WRITTEN INSTRUCTION: Give every entry again, word for word and in full.

─── DATA FOR THIS TASK

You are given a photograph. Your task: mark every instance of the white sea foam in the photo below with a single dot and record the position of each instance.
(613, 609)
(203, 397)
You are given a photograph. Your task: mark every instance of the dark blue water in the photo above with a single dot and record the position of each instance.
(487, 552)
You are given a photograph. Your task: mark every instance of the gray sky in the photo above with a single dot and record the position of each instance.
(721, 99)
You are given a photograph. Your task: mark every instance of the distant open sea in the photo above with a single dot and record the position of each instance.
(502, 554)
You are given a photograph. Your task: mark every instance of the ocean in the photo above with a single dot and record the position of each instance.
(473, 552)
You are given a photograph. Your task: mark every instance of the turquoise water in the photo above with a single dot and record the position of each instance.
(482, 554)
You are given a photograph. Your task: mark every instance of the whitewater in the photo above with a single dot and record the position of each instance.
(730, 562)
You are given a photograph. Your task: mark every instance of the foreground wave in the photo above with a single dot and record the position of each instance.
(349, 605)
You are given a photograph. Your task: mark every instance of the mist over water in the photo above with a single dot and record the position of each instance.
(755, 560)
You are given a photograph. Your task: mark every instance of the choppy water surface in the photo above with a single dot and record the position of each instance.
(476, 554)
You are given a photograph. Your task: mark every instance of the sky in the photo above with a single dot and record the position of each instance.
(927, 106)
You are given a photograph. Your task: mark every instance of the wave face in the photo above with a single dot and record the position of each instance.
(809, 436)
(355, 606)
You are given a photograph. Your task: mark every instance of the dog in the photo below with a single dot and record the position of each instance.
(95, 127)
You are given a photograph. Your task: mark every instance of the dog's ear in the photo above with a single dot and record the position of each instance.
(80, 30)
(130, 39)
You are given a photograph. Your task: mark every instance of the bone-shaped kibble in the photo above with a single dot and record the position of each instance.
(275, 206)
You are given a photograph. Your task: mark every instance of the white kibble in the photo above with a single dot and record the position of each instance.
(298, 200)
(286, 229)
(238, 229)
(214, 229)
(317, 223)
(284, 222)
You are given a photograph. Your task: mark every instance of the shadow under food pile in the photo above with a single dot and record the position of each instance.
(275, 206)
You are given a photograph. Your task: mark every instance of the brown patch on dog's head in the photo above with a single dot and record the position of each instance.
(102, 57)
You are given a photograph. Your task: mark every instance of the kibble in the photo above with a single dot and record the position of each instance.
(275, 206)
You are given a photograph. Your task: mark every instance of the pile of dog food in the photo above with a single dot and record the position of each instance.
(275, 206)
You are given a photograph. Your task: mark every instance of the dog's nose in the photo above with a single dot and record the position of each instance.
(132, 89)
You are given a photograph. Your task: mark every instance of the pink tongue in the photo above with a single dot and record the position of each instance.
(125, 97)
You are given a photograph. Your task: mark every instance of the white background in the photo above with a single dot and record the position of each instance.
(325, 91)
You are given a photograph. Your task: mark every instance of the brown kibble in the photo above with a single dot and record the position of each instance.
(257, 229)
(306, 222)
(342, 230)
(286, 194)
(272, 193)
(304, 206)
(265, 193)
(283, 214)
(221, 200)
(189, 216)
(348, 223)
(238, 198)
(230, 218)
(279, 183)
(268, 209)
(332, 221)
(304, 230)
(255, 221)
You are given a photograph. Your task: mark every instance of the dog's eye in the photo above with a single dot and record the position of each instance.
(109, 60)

──────

COMPLETE RESPONSE:
You are given a photograph. Your task: mark every instance of the white sea foam in the photo below with a single dot and record the position of each instance.
(613, 609)
(203, 397)
You are given a photograph. Your task: mark every instance of the dark blue water in the photo above with a single dot and record the position of each instance.
(487, 552)
You are given a photograph. Your task: mark every instance of the gray sky in the photo above with a single dot and record the position of each instance.
(721, 99)
You are given a photograph. Your task: mark every instance of the distant open sea in the photo above with a single dot and record the position of each instance.
(502, 554)
You are given a photograph. Your task: mark every instance of the ocean in the photo above with a single dot and record the position of each instance.
(473, 552)
You are given a photograph. Your task: mark every instance of the turquoise water in the photo above with a single dot and record the position of each instance.
(482, 554)
You are given a photograph. Your task: mark every instance of the whitewater in the photo above with a single dot and record the position of each instance.
(730, 562)
You are given a photograph. Your task: mark every instance of the foreground wave in the photo above with a single dot and record the position of each instance.
(349, 605)
You are given a photograph. Your task: mark every instance of the mist over water in the photo above with a single dot and record the position of each instance.
(755, 560)
You are given a photograph. Your task: mark every instance of the choppy water surface in the photo above with a single dot and record the position of each instance.
(476, 554)
You are given a photograph. Your task: mark every instance of the sky in the photo above with a single dot and record the position of each instance.
(927, 106)
You are given a photograph. Your task: mark every instance of the wave face in the photo above with a single dot and record the position of each instance.
(809, 436)
(355, 606)
You are given a photograph. Your task: mark every instance of the dog in the photo below with a single dot and record the position of each instance.
(95, 127)
You are given a photograph. Your task: mark every instance of the dog's ear in the photo above with a single dot and record the position of each instance.
(80, 30)
(130, 39)
You are given a photograph. Your task: mark every instance of the bone-shaped kibble in the photo above with a single dot and record the position of each instance.
(275, 206)
You are given a photograph. Your task: mark every instance of the white kibble in the photo above with a single dot and record the position of each instance.
(298, 200)
(286, 229)
(238, 229)
(214, 229)
(317, 223)
(284, 222)
You are given a photograph. Your task: mark every instance of the shadow under food pile in the photo above with a single dot and record the position of each instance.
(275, 206)
You are given a photograph. Your task: mark every instance of the brown patch on dog's head in the photo above with a single dot and record the position of each instance.
(102, 57)
You are given a photograph. Your task: mark every instance of the kibble in the photo above with a single dot and record the position of each instance.
(275, 206)
You are given a photograph. Your task: mark every instance of the pile of dog food in the photo above with a single dot and record the position of each instance.
(275, 206)
You are given a photograph. Your task: mark every instance of the dog's nose in the photo above with a single dot and record the position of each instance.
(132, 89)
You are given a photograph. Your task: mark every instance of the pink tongue in the photo above with a single dot and record the position of each instance.
(125, 97)
You are given a photograph. Your task: mark every instance of the white background in the photo above with a single dot and record the position of each instance.
(325, 91)
You are given a photograph. Your task: mark every instance of the brown kibble in the photo above with a single dot and record the position of each instance.
(257, 229)
(306, 222)
(342, 230)
(286, 194)
(272, 193)
(304, 206)
(265, 193)
(283, 214)
(221, 200)
(189, 216)
(348, 223)
(238, 198)
(230, 218)
(279, 183)
(268, 209)
(332, 221)
(304, 230)
(255, 221)
You are given a photograph. Your task: mark every instance of the dog's eye in the photo above with a single dot and record the position of each instance.
(109, 60)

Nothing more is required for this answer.